*Written problem*. Count the lines in the rows below that contain the word "provide", with uppercase and lowercase treated as different. Reply with the number only.

*Working data*.
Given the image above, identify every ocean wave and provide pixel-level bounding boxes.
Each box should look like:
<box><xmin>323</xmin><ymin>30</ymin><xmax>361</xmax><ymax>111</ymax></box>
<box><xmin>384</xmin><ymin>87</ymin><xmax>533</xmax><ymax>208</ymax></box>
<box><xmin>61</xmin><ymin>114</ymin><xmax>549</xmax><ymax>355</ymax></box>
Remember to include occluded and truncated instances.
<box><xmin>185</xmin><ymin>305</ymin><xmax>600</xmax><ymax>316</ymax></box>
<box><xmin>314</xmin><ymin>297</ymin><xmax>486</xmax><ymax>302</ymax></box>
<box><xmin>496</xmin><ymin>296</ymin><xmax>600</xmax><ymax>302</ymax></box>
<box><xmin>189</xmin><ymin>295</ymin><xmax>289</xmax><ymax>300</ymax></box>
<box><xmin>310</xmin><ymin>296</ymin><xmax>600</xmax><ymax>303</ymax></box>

*The completed task*. 1